─── Data supplied

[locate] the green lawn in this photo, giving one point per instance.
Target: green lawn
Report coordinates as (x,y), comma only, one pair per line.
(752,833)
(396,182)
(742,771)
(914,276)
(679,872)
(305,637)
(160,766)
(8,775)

──────

**What the exercise asks**.
The records above must be output exactly, in full.

**Written reply**.
[locate] the green lawn in this photo, giving one point per instance.
Target: green lawn
Report coordinates as (x,y), comma only, one pair per line.
(752,833)
(396,182)
(742,771)
(914,276)
(679,872)
(305,637)
(160,766)
(8,775)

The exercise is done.